Supplied information:
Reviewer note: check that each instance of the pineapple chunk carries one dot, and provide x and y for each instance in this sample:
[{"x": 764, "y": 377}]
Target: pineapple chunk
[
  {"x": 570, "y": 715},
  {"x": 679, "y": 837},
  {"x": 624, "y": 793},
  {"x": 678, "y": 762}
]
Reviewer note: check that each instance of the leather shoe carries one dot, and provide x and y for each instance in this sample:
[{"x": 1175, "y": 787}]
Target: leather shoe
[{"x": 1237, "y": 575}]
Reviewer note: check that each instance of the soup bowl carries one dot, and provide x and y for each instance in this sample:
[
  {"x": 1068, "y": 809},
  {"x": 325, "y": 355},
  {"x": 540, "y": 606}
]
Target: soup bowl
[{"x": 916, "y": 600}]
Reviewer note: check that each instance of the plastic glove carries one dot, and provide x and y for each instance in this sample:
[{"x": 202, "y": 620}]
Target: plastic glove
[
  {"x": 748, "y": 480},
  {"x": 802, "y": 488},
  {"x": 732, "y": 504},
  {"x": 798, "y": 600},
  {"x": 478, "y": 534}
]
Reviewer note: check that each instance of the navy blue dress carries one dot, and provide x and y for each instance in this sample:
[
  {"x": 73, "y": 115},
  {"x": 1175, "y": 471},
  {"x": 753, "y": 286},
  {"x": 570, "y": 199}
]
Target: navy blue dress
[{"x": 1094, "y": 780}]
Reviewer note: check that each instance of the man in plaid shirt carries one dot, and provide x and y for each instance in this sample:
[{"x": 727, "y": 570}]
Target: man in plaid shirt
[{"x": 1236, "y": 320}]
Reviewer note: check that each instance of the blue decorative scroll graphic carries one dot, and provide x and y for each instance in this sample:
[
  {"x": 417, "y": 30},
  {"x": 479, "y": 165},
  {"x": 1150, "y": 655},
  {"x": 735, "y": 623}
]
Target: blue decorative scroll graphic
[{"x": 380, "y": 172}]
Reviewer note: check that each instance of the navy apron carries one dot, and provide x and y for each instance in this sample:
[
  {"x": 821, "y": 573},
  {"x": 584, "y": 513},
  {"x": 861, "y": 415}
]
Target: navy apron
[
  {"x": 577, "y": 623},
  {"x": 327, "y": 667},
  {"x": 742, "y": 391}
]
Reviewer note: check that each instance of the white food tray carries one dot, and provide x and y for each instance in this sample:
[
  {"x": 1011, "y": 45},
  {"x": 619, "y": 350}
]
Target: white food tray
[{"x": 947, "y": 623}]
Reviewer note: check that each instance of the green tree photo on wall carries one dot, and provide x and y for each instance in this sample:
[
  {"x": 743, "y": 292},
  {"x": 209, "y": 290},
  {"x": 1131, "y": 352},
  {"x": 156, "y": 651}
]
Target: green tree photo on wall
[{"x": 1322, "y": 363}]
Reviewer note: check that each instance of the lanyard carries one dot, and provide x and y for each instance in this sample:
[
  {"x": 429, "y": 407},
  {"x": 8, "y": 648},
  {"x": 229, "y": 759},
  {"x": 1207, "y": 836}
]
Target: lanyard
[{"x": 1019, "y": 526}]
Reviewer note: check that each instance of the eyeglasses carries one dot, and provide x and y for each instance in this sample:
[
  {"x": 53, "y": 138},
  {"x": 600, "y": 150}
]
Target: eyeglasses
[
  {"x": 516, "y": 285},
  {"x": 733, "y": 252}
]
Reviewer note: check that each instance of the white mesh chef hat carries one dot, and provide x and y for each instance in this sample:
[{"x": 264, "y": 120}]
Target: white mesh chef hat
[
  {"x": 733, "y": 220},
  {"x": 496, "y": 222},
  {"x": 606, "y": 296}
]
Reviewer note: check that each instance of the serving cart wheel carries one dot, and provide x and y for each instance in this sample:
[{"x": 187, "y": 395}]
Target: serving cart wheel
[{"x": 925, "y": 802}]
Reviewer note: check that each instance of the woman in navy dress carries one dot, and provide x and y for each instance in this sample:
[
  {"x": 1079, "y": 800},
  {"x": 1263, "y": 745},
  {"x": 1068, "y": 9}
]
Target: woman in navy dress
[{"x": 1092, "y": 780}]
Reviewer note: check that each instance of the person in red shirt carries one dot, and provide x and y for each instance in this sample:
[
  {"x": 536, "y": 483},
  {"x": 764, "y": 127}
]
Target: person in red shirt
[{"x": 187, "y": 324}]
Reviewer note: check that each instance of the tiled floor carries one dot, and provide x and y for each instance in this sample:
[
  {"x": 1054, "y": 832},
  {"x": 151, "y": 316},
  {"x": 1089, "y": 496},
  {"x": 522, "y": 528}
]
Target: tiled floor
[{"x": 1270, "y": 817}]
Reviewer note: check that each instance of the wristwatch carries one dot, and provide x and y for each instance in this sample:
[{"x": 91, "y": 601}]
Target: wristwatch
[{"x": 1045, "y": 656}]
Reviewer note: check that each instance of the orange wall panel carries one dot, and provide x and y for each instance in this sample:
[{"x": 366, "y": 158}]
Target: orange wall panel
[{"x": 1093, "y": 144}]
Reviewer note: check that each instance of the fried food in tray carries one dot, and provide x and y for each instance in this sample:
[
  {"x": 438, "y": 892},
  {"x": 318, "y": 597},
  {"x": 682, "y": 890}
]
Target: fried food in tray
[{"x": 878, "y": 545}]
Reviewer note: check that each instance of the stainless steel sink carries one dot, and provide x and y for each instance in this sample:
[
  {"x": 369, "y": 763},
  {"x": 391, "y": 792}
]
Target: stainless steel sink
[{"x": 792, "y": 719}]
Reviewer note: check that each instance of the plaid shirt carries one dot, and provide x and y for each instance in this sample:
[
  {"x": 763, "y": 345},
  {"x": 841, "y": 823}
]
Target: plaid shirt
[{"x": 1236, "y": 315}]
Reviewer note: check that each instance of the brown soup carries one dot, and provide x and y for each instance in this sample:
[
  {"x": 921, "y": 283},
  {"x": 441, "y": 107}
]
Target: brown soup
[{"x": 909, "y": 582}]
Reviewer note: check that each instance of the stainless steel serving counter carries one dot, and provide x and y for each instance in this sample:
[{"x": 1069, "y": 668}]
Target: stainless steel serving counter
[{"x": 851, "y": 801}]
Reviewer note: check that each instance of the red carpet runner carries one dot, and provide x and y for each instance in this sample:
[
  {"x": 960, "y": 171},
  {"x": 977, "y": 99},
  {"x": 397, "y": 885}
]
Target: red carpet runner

Task instructions:
Reproduce all of the records above verbatim, line by line in their original order.

Reply to the task:
Reviewer note: check that each instance of the pineapple chunk carries one dot, and provide x and y for each instance in this sample:
[{"x": 764, "y": 377}]
Target: pineapple chunk
[
  {"x": 570, "y": 715},
  {"x": 679, "y": 837},
  {"x": 624, "y": 793},
  {"x": 678, "y": 762}
]
Reviewer note: check that each instance of the leather shoe carries one dot, and provide x and y for each instance in this sample:
[{"x": 1175, "y": 787}]
Target: leather shoe
[{"x": 1237, "y": 575}]
Reviewer note: check that each instance of the soup bowl carries one dot, and provide x and y for each instance in this sample:
[
  {"x": 1068, "y": 809},
  {"x": 325, "y": 355},
  {"x": 540, "y": 606}
]
Target: soup bowl
[{"x": 916, "y": 600}]
Reviewer note: check that each instance of the plastic glove carries one dot, and provide x and y for each instance in this sample:
[{"x": 202, "y": 620}]
Target: plastic glove
[
  {"x": 748, "y": 480},
  {"x": 802, "y": 488},
  {"x": 732, "y": 504},
  {"x": 798, "y": 600},
  {"x": 478, "y": 534}
]
Reviewer note: check that each instance of the navy blue dress carries one dot, and provide x and y for each instance in this sample:
[
  {"x": 73, "y": 115},
  {"x": 1175, "y": 471},
  {"x": 753, "y": 286},
  {"x": 570, "y": 199}
]
Target: navy blue dress
[{"x": 1094, "y": 780}]
Reviewer note: check that each instance of the man in plaid shirt carries one dot, and provide x and y for each instance in this sample:
[{"x": 727, "y": 570}]
Target: man in plaid shirt
[{"x": 1236, "y": 320}]
Reviewer note: check that each instance of the blue decorative scroll graphic carries one dot, and provide x and y for each instance in this sample:
[
  {"x": 417, "y": 30},
  {"x": 479, "y": 165},
  {"x": 1150, "y": 655},
  {"x": 735, "y": 623}
]
Target: blue decorative scroll graphic
[{"x": 380, "y": 172}]
Reviewer note: check that each instance of the navy apron carries one dot, and provide x and y for each instance in this sample:
[
  {"x": 821, "y": 573},
  {"x": 584, "y": 513},
  {"x": 861, "y": 415}
]
Target: navy apron
[
  {"x": 577, "y": 623},
  {"x": 327, "y": 667},
  {"x": 742, "y": 391}
]
Reviewer note: check that each instance of the white food tray carries one dot, and provide x and y for each instance in this sample:
[
  {"x": 1011, "y": 45},
  {"x": 619, "y": 350}
]
Target: white food tray
[{"x": 947, "y": 623}]
Reviewer note: check that each instance of the green tree photo on wall carries one dot, and provide x and y for each instance in this sample:
[
  {"x": 743, "y": 292},
  {"x": 209, "y": 290},
  {"x": 1131, "y": 352},
  {"x": 156, "y": 651}
]
Target: green tree photo on wall
[{"x": 1322, "y": 363}]
Reviewer note: check that each instance of the lanyard carries one dot, and provide x and y for each instance in this sample:
[
  {"x": 429, "y": 407},
  {"x": 8, "y": 648},
  {"x": 229, "y": 759},
  {"x": 1207, "y": 836}
]
Target: lanyard
[{"x": 1019, "y": 526}]
Reviewer note: check that each instance of the eyeglasses carries one dot, and provide x and y for each instance in this sample:
[
  {"x": 53, "y": 138},
  {"x": 600, "y": 150}
]
Target: eyeglasses
[
  {"x": 516, "y": 285},
  {"x": 733, "y": 252}
]
Reviewer note: check that each instance of the white mesh chef hat carries one dot, and provide x and y for each instance in this sample:
[{"x": 264, "y": 120}]
Target: white mesh chef hat
[
  {"x": 733, "y": 220},
  {"x": 496, "y": 222},
  {"x": 606, "y": 296}
]
Reviewer note: check that each instance of the serving cart wheel carries one dot, and provide x and y for each instance in this sample:
[{"x": 187, "y": 395}]
Target: serving cart wheel
[{"x": 925, "y": 802}]
Reviewer note: check that each instance of the woman in navy dress carries one dot, and provide x and y for each instance in this sample:
[
  {"x": 1079, "y": 800},
  {"x": 1263, "y": 745},
  {"x": 1068, "y": 9}
]
Target: woman in navy dress
[{"x": 1092, "y": 780}]
Reviewer note: check that each instance of the person in red shirt carries one dot, and provide x and y for each instance in this sample:
[
  {"x": 536, "y": 483},
  {"x": 764, "y": 127}
]
Target: person in red shirt
[{"x": 187, "y": 324}]
Reviewer note: check that each instance of the tiled floor carries one dot, and provide x and y for each instance in this sample:
[
  {"x": 1054, "y": 832},
  {"x": 151, "y": 316},
  {"x": 1089, "y": 496},
  {"x": 522, "y": 528}
]
Target: tiled floor
[{"x": 1270, "y": 817}]
Reviewer note: check that each instance of the wristwatch carries one dot, and provide x and y for each instance in this sample:
[{"x": 91, "y": 601}]
Target: wristwatch
[{"x": 1045, "y": 656}]
Reviewer note: check that each instance of the orange wall panel carries one dot, and provide x and y for each instance in this sample:
[{"x": 366, "y": 158}]
Target: orange wall panel
[{"x": 1093, "y": 144}]
Reviewer note: check that each instance of the fried food in tray carries one dot, and provide x and y for each instance in this sample:
[
  {"x": 438, "y": 892},
  {"x": 318, "y": 597},
  {"x": 682, "y": 890}
]
Target: fried food in tray
[{"x": 878, "y": 545}]
Reviewer note: check that each instance of the stainless steel sink carries one dot, and provide x and y for each instance in this sample:
[
  {"x": 369, "y": 763},
  {"x": 391, "y": 792}
]
Target: stainless steel sink
[{"x": 792, "y": 719}]
Reviewer note: check that each instance of the plaid shirt carries one dot, and provide x and y for each instance in this sample:
[
  {"x": 763, "y": 345},
  {"x": 841, "y": 823}
]
Target: plaid shirt
[{"x": 1236, "y": 315}]
Reviewer note: check that each instance of the brown soup carries one dot, and provide x and y for each instance in this sample:
[
  {"x": 921, "y": 283},
  {"x": 441, "y": 107}
]
Target: brown soup
[{"x": 909, "y": 582}]
Reviewer note: check that each instance of the stainless steel serving counter carries one dot, and provide x and y for each instance in this sample:
[{"x": 1069, "y": 668}]
Target: stainless steel serving counter
[{"x": 851, "y": 801}]
Reviewer note: check that each instance of the red carpet runner carries one dot, and provide x and y for each instance in this sample:
[
  {"x": 960, "y": 171},
  {"x": 977, "y": 99},
  {"x": 397, "y": 885}
]
Target: red carpet runner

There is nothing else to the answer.